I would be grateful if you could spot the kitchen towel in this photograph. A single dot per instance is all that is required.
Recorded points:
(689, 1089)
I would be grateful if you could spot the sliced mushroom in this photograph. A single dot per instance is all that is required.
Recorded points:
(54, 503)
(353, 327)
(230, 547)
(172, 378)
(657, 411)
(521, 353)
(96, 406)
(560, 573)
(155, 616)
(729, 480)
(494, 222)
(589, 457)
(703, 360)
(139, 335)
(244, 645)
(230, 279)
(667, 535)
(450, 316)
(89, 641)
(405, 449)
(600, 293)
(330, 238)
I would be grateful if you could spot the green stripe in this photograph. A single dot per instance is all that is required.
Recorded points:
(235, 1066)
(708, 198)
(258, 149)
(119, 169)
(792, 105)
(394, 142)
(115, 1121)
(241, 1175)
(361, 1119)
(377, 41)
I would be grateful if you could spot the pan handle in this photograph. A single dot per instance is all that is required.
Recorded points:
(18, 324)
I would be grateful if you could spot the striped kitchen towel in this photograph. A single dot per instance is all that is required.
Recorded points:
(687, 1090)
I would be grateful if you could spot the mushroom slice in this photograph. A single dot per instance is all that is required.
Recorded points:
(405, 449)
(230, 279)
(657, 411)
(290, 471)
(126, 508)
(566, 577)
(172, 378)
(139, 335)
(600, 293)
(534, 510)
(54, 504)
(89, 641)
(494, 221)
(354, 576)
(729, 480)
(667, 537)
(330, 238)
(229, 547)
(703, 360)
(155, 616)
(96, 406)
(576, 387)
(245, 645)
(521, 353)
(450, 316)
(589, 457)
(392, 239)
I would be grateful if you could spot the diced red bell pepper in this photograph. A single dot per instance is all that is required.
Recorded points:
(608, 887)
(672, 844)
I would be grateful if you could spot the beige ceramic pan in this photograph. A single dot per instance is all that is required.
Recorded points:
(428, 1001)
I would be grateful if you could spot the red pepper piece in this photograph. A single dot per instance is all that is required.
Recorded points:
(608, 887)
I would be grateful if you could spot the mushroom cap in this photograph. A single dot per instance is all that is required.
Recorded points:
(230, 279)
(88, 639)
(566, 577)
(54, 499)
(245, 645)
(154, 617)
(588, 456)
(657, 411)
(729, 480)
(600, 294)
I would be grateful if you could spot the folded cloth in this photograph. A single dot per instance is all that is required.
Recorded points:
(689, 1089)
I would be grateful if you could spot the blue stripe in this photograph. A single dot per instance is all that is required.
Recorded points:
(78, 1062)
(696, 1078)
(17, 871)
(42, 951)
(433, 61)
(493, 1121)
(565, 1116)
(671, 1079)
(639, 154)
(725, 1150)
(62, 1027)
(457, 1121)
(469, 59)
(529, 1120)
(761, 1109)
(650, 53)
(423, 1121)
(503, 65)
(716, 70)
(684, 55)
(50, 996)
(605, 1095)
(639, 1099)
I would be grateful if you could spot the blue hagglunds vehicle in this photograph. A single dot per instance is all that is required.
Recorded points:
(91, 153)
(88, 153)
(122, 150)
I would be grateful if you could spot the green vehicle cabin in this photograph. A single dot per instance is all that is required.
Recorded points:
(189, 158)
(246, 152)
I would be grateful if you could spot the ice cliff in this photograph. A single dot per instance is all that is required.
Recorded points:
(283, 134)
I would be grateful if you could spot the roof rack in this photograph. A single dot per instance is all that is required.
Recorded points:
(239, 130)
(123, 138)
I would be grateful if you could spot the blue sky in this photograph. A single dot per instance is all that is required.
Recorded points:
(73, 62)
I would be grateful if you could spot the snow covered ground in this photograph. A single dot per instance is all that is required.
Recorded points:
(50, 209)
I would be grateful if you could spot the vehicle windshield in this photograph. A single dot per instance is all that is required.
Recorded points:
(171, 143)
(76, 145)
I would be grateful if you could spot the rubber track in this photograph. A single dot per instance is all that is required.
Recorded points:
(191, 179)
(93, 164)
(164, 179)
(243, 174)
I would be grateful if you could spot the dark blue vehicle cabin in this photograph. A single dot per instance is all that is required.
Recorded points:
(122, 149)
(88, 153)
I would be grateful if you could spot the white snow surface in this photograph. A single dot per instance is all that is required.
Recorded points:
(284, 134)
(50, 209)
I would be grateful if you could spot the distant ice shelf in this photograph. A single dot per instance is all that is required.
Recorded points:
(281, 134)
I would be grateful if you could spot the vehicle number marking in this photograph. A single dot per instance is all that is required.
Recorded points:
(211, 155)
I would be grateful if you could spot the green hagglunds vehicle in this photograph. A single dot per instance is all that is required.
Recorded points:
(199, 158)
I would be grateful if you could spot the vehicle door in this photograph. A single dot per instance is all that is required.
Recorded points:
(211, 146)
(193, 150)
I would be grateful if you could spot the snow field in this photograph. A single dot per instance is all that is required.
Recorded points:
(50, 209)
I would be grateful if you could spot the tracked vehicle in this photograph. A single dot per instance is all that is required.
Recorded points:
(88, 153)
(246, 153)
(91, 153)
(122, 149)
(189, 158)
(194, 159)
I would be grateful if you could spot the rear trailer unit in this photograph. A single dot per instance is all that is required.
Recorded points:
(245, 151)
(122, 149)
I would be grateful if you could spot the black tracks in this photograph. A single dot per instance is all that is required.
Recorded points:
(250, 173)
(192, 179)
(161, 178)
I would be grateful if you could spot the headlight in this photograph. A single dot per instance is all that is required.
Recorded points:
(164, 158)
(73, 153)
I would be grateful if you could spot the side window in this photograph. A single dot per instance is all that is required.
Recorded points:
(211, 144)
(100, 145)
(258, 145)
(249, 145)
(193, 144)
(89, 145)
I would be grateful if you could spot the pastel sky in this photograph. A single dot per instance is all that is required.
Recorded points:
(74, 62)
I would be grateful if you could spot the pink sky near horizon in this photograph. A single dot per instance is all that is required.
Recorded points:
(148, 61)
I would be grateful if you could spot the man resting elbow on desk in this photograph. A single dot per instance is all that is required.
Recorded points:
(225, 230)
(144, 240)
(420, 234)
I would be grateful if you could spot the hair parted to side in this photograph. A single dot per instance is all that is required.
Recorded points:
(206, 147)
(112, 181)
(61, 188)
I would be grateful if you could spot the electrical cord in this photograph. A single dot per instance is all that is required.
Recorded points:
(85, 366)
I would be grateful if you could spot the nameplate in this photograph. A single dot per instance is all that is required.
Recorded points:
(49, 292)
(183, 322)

☆ ☆ ☆ ☆ ☆ ☆ ☆

▸ **ABOUT THIS EXERCISE**
Take the records above and return them exactly as written.

▸ **EXPECTED ANSWER**
I would be grateful if you could spot the kitchen towel in this photograph. A single dot per instance is all that is required.
Recorded points:
(689, 1089)
I would be grateful if you could spot the sliced mushroom in this photograph. A single dot per instance is all that is required.
Recorded points:
(54, 503)
(353, 327)
(230, 547)
(172, 378)
(657, 411)
(521, 353)
(96, 406)
(560, 573)
(155, 616)
(729, 480)
(494, 222)
(589, 457)
(703, 360)
(139, 335)
(244, 645)
(230, 279)
(667, 535)
(450, 316)
(89, 641)
(405, 449)
(600, 293)
(330, 238)
I would be grateful if you could spot the green stripe in this photograph. A single dot per instance is all that is required.
Recorded points:
(235, 1066)
(708, 198)
(258, 149)
(119, 169)
(792, 105)
(394, 142)
(115, 1121)
(241, 1175)
(361, 1119)
(377, 41)
I would be grateful if you could spot the pan handle in this photograph. A single dot per instance is all that is required.
Recorded points:
(18, 324)
I would be grateful if you could spot the striped kitchen towel in this photograph. A single dot per instance is all that is required.
Recorded points:
(687, 1090)
I would be grateful if you could spot the mushroom slice in this photograph. A single dot per instance is all that is required.
Recorded points:
(405, 449)
(230, 279)
(657, 411)
(290, 471)
(126, 508)
(566, 577)
(172, 378)
(139, 335)
(600, 293)
(534, 510)
(54, 504)
(89, 641)
(494, 221)
(354, 576)
(729, 480)
(667, 537)
(330, 238)
(229, 547)
(703, 360)
(155, 616)
(96, 406)
(576, 387)
(245, 645)
(521, 353)
(450, 316)
(589, 457)
(392, 239)
I would be grateful if you could spot the diced red bell pepper in this photograph. A single dot per instance is all that is required.
Recorded points:
(608, 887)
(672, 844)
I would be grateful if you could spot the beige ceramic pan in this photograph. A single dot per instance is all that is required.
Recorded points:
(428, 1001)
I would be grateful if you could spot the red pepper piece in this photograph. A single dot per instance is all that is required.
Recorded points:
(608, 887)
I would be grateful if you could spot the mushroom cap in this photograph. A single dot per instance is all that is required.
Recorded points:
(230, 279)
(88, 639)
(566, 577)
(54, 499)
(245, 645)
(154, 617)
(588, 456)
(657, 411)
(729, 480)
(600, 294)
I would be grateful if you could spot the folded cloth in this photograph. A single dot per instance is all that is required.
Recorded points:
(689, 1089)
I would be grateful if you could spot the blue stripe in this photograph. A single dot per instance is all that is required.
Recorded points:
(78, 1062)
(696, 1078)
(17, 871)
(42, 951)
(433, 61)
(493, 1121)
(565, 1116)
(671, 1079)
(639, 154)
(725, 1150)
(62, 1027)
(457, 1121)
(469, 59)
(529, 1120)
(761, 1109)
(650, 53)
(423, 1121)
(503, 65)
(716, 70)
(684, 55)
(50, 996)
(605, 1095)
(639, 1099)
I would be grateful if you could spot the blue hagglunds vehicle in this photograph. A single dot per instance is all that is required.
Recorded points:
(91, 153)
(88, 153)
(122, 150)
I would be grateful if you could spot the green vehicle cabin in this photograph. A single dot per instance is all that is required.
Recorded points:
(189, 158)
(246, 152)
I would be grateful if you could spot the ice cliff in this photograph. A single dot per instance is all that is required.
Recorded points:
(283, 134)
I would be grateful if you could spot the roof rack in this photograph. A single dot per instance is all that is required.
Recorded points:
(239, 130)
(123, 138)
I would be grateful if you could spot the blue sky in this photograph. A single dot per instance is all that is required.
Recorded points:
(73, 62)
I would be grateful if you could spot the snow covered ground in this photograph. A single dot per instance is all that is required.
Recorded points:
(50, 209)
I would be grateful if you could spot the vehicle windshield in this photograph. A single dot per instance is all that is required.
Recorded points:
(171, 143)
(76, 145)
I would be grateful if you could spot the rubber track in this photograph. A single dot per instance is all that is required.
Recorded points:
(191, 179)
(93, 164)
(164, 179)
(243, 174)
I would be grateful if you could spot the dark blue vehicle cabin in this photograph. A single dot per instance is all that is required.
Recorded points:
(122, 149)
(88, 153)
I would be grateful if you could spot the white snow surface in this photograph. A single dot per instance is all that is required.
Recorded points:
(284, 134)
(50, 209)
I would be grateful if you could spot the distant ice shelf in this photograph. A single dot per instance is all that is required.
Recorded points:
(281, 134)
I would be grateful if you could spot the vehicle number marking in this photograph. A single dot per instance is all that is required.
Recorded points:
(211, 155)
I would be grateful if you could spot the green hagglunds vehicle in this photograph. A single dot per instance is all that is required.
Recorded points:
(199, 158)
I would be grateful if you could spot the vehicle door in this photograph. A single dot per instance is all that is required.
Recorded points:
(211, 146)
(193, 150)
I would be grateful if you could spot the snow field in this photograph. A single dot per instance is all that is required.
Recorded points:
(50, 209)
I would be grateful if you could spot the tracked vehicle in this photograph. A single dot per instance is all that is required.
Recorded points:
(88, 153)
(246, 153)
(91, 153)
(122, 149)
(189, 158)
(194, 159)
I would be grateful if you could spot the rear trailer unit in this photograph. A single dot per instance is all that is required.
Recorded points:
(245, 151)
(122, 149)
I would be grateful if you could spot the black tracks in this photograph. A single dot per instance is all that is required.
Recorded points:
(250, 173)
(192, 179)
(161, 178)
I would be grateful if you could spot the headlight in this photograph. A single dot per instance is all that is required.
Recorded points:
(164, 158)
(73, 153)
I would be grateful if you could spot the side window in this photograph. A single dot per instance is all that is required.
Recorded points:
(211, 144)
(100, 145)
(258, 145)
(249, 145)
(193, 144)
(89, 145)
I would be grateful if you could spot the pastel sky in this photograph. A single dot per instance is all that is required.
Recorded points:
(74, 62)
I would be grateful if you could spot the pink sky near horizon in this photograph. A single dot per instance is all that is required.
Recorded points:
(148, 61)
I would be grateful if you could spot the man resting elbow on desk in this photograph. A single dot per instance is all that is required.
Recorded points:
(225, 230)
(144, 240)
(420, 234)
I would be grateful if you could spot the hair parted to side in this photograph. A single dot per instance is all that is required.
Recorded points:
(206, 147)
(112, 181)
(61, 188)
I would be grateful if you could spot the electrical cord in this photograph. A single dot per instance is all that is required.
Recorded points:
(85, 366)
I would be grateful if you could spot the nameplate in this photograph. A single dot per instance is all that is required.
Recorded points:
(49, 292)
(183, 322)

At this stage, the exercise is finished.